● 課題:
[1] 宇宙芸術についての文章で、逢坂氏が披露した新たなアートプランはどのようなものですか。
[2] 宇宙芸術についての文章で、逢坂氏がインスタレーションに使うとされているものをすべて挙げてください。
[3] 宇宙芸術についての文章を、最後の見出しの後から続けて書いてください。

● 抽出テキスト:
逢坂卓郎氏が語る「宇宙へのまなざしと宇宙からの視座」
逢坂氏は、古来より人類が星空を見上げ、星座を作り、宇宙に思いを馳せてきた歴史を紹介。自身のアート作品では、自然光や月光、太陽光、宇宙線などを使ったインスタレーションを展開し、地上から宇宙を見上げる視点と、宇宙から地球を見下ろす視点の両方の重要性を語ります。

また、国際宇宙ステーション(ISS)でのアートミッションや、宇宙探査機に人類のメッセージを刻むプロジェクト(ルーシーミッション、ユークリッド衛星計画)など、科学と芸術の融合事例も紹介。宇宙からの視点を持つことが、地球規模の課題(戦争や環境問題)解決の糸口になると提案し、月面に「庭」を作るという新たなアートプランも披露されました。

森脇裕之氏が語る「宇宙芸術の社会的広がり」

● 提供データ:
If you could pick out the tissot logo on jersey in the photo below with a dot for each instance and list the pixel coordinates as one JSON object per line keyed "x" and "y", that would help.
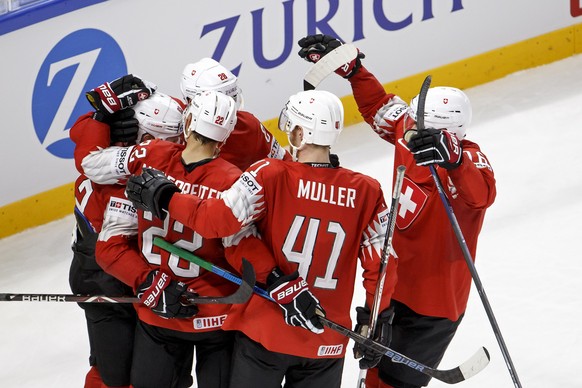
{"x": 250, "y": 183}
{"x": 122, "y": 208}
{"x": 330, "y": 350}
{"x": 412, "y": 200}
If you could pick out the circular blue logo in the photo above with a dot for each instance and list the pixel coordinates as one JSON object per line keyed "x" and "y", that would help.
{"x": 81, "y": 61}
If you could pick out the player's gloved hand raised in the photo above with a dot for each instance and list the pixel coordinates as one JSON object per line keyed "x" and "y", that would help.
{"x": 435, "y": 146}
{"x": 119, "y": 94}
{"x": 151, "y": 191}
{"x": 383, "y": 334}
{"x": 314, "y": 47}
{"x": 166, "y": 297}
{"x": 123, "y": 126}
{"x": 299, "y": 305}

● 回答:
[1] 月面に「庭」を作るというプランです。

[2] 自然光、月光、太陽光、宇宙線

[3]
森脇氏は、2001年の「宇宙の旅展」への出品をきっかけに宇宙芸術の道へ進んだ経緯を語ります。種子島宇宙芸術祭の立ち上げや、地元の子どもたちと行うワークショップ、洞窟プラネタリウムコンサート、星空カフェなど、地域社会と連携した宇宙アート活動を紹介しました。

特に印象的だったのは、子どもたちが宇宙芸術に触れる機会を作ることの意義。「宇宙」は遠い存在に思えますが、芸術を通じて身近に感じ、想像力を膨らませる場を作ることが大切だと語られています。

対談から見えてきたもの
対談パートでは、両氏が「光」から宇宙芸術に入った共通点や、宇宙飛行士の体験談(宇宙から地球を見たときの意識の変容)を踏まえ、芸術と科学、社会のつながりについて語り合いました。

また、宇宙やUFOなど未知のものへの好奇心、子ども時代の体験が現在の創作活動の原点であることも共有。最先端の宇宙アートと、誰もが参加できる開かれた芸術活動の両立が、これからの宇宙芸術のあり方だと提案されました。

【まとめ】宇宙芸術が広げる未来
宇宙アートは、科学技術と芸術表現が融合する斬新な領域です。宇宙からの視点を持つことで、地球や人類社会の課題解決にも寄与できる可能性があります。また、芸術家個人の創作はもちろんのこと、それだけではなく、地域社会や子どもたちと共に宇宙を感じ、考える場づくりが重要です。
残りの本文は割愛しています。